__TEXT PROVIDED__
There are a few more pictures from this project on the Urban Landscapes web site.

Gloomy Day

Two bits of news have made today a gloomy one for at least some photographers. Particularly depressing for those staff photographers working for the Daily and Sunday Mirror. A post on Press Gazette states that six of the ten staff photographers working for the two titles are to lose their jobs.  After the cuts each paper will have just two staff photographers.  Only a few years ago even a small local paper would have as many if not more. The other Mirror Group national, The People, already runs without a single staff photographer.

Of course the papers still use photographs, but most of these will probably come from the mega-agencies and be increasingly generic images.  Increasingly there are more and more freelances around chasing fewer and fewer sales opportunities.  Bad news for all of us.

The other bit of gloom will only really affect those few photographers still using Fuji Sensia film. The BJP reports that all production of these ISO 100, 200 & 400 transparency films has stopped, although current stocks are expected to last until December.  It won’t affect many because they’ve only stopped making it because sales are too small.  Provia and Velvia remain in production.

I gave up using slide film (except when a client insisted on it) around 1985, when it seemed to me that colour negative film enabled me to produce better results. In the BJP article, Jonathan Eastland says he came to the same decision last year, when Kodak brought out its new Ektar 100, which has finer grain and more latitude than any reversal emulsion.  More or less the same reasons that drove me to the same conclusion 24 years earlier, although since we now all work with scanned images, the fact that it is far easier to get good scans from negative is also vital.

Transparency film was kept going in professional use for many years largely because editors could easily assess images on a light-box and repro technicians couldn’t be bothered to set up scanners for negative film. Once we started scanning our own and submitting digital files we could all see the advantages of negative.

Then of course came digital. And by the time we had 6Mp cameras like the Nikon D100 film of all types had really lost the battle for most purposes.

Lightroom 3.2 RC

No, you haven’t missed anything, they skipped 3.1 in order to align the fractional release numbers with Lightroom and Camera Raw (for which 6.2RC is available) which makes sense. Details and download link on Lightroom Journal

Great news for me is among quite a few added lens profiles is one for the Nikon 16-35mm, and there are a couple of others, along with lots more for Canon and Pentax and also profiles for some Zeiss lenses on both Canon and Nikon. And if anyone has managed to afford a Leica S2 they will be pleased too, along with owners of a number of more lowly cameras. They also hope to have more cameras and lenses in the final version of LR 3.2.

Also there is a pretty good long list of bug fixes. If you don’t have one of the cameras or lenses for which support has been added, it’s probably worth checking through this to see if it solves any of your problems.  Although there are a few things that look as if they may help me a little, they haven’t tackled any of those things I find most annoying – like ‘Export’ giving lousy soft and over-large file size small jpegs. So I’ll continue to have to use the web module when I want to make the 600x400pixel images, then copy these out of the website created before deleting the hundreds of files I didn’t want.

One little bug fix that should help me is:

  • Develop: The local adjustment brush could have a very slow first stroke when exposure is the selected adjustment

Fortunately the catalogue format hasn’t been changed so there is less likelihood of installing 3.2RC causing any problems. But overall if you haven’t had any of the problems that are fixed in the list and if you don’t have any of the cameras and lenses for which support has been added there isn’t any point in downloading the release candidate – wait for the final release.

__INPUT FOR THIS TASK__
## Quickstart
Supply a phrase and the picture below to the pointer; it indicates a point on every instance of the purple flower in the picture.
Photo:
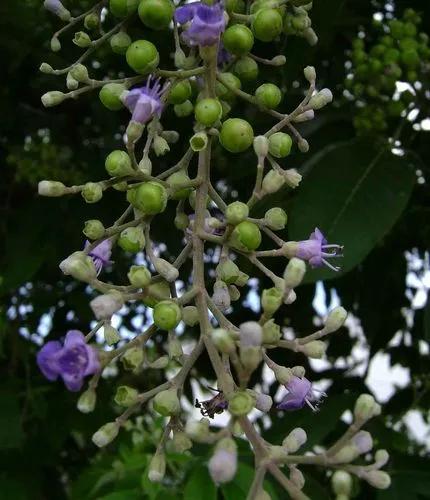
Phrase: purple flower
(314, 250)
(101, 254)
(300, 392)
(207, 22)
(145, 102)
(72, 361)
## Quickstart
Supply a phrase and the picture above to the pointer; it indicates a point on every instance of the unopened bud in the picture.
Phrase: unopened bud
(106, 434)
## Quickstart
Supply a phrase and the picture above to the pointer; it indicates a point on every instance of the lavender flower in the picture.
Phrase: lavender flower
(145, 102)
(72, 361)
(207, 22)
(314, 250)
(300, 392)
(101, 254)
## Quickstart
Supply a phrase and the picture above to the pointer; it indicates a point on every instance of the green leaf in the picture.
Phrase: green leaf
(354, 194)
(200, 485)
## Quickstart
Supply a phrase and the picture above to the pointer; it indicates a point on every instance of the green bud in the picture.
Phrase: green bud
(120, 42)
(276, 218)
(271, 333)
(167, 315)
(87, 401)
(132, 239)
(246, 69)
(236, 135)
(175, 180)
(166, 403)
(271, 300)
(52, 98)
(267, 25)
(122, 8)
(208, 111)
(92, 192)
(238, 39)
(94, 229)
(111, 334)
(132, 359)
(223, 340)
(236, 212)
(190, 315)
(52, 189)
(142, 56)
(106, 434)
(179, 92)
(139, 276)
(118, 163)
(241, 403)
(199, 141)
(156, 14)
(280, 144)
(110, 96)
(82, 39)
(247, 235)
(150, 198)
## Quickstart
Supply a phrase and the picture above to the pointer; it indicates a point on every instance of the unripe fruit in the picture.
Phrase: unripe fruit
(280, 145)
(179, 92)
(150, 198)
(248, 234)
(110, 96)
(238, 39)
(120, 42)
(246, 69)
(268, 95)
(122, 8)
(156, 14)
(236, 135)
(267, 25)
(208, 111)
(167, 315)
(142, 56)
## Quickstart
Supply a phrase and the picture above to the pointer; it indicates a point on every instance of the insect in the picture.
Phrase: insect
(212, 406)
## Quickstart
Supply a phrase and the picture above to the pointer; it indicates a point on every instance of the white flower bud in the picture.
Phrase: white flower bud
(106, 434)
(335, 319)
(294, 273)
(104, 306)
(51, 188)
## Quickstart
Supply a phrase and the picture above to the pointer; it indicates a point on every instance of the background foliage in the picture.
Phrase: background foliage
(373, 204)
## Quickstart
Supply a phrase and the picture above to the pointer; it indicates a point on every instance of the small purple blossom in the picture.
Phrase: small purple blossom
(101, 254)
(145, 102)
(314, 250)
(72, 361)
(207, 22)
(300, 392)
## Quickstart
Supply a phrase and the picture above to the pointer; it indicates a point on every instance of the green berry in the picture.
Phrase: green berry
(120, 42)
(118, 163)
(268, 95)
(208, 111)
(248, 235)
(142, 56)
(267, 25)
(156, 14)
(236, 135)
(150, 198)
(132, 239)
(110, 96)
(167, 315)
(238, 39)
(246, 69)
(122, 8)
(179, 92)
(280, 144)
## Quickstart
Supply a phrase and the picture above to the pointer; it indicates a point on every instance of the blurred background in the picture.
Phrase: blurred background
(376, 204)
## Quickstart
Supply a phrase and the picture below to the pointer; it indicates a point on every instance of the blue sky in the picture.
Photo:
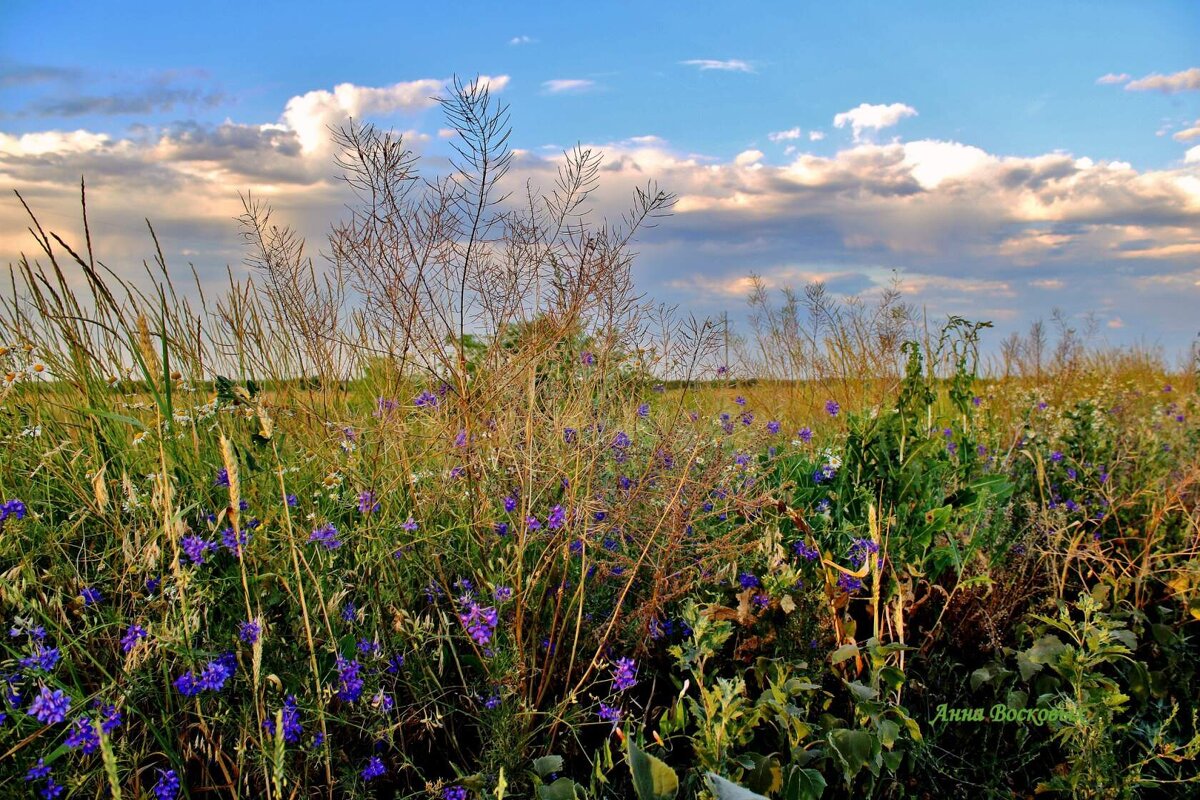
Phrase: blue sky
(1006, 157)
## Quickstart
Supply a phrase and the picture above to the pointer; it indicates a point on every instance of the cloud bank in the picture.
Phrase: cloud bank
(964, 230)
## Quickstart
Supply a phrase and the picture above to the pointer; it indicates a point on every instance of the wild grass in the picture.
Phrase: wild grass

__WHAT YOU WILL DO__
(a) Pick out every line of the records that contains the word "berry".
(b) Please go on with the photography blog post, starting after its final sentence.

__OUTPUTS BY TASK__
(a)
Supply a phrase and the picture above to the pointer; it indicates a point on every instance of the green berry in the picture.
Phrase: green berry

(b)
Otherwise, I’ve just begun my download and you should be after me in the queue to get it.

Press Pass or Not?

Controversy rages currently between the long-established professional media organisations and upstart Demotix over the decision by the latter company to issue photographers with its own ‘press pass’. Since 1992 there has been a voluntary UK Press Card scheme, organised by an independent authority which licences 16 national organisations which represent journalists and other media personnel working “professionally as a media worker who needs to identify himself or herself in public” and entitles them to issue a ‘UK Press Card‘ formally recognised by all police forces in the UK (the scheme was launched by the Met) and many other bodies.

In general it has been a good scheme that has benefited photographers, police and public, although it hasn’t always given us the cooperation with the police that it supposedly entitles us to, and even some high-ranking officers have sometimes shown an abysmal ignorance about it.

© 2010, Peter Marshall
I didn’t need any press card to cover the latest event I put on Demotix

But I’m certainly very much in favour of the UK Press Card scheme, which has generally worked well, and in which I have a certain interest having carried a card for many years, at first from the PPA and latterly from the NUJ.  Its major use for me has been to reassure members of the public who I am photographing, and if they have any concerns it provides a means that they can check on me through the police via the verification hot line whose number is given on the card. So far they haven’t bothered to do so – looking at the card has been enough.

It does also occasionally get me into areas which are closed from the public at some events, as well as free entry to some exhibitions etc. This has been a privilege I’ve always been careful not to abuse, only using it when I was actually writing or photographing the events concerned, although some colleagues and other card-carriers are considerably less scrupulous. Over the years some or most of the 16 “gatekeepers” have issued this card to many whose work can in no way justify it (a suggestion that many will admit in private but attack anyone who mentions it in public.)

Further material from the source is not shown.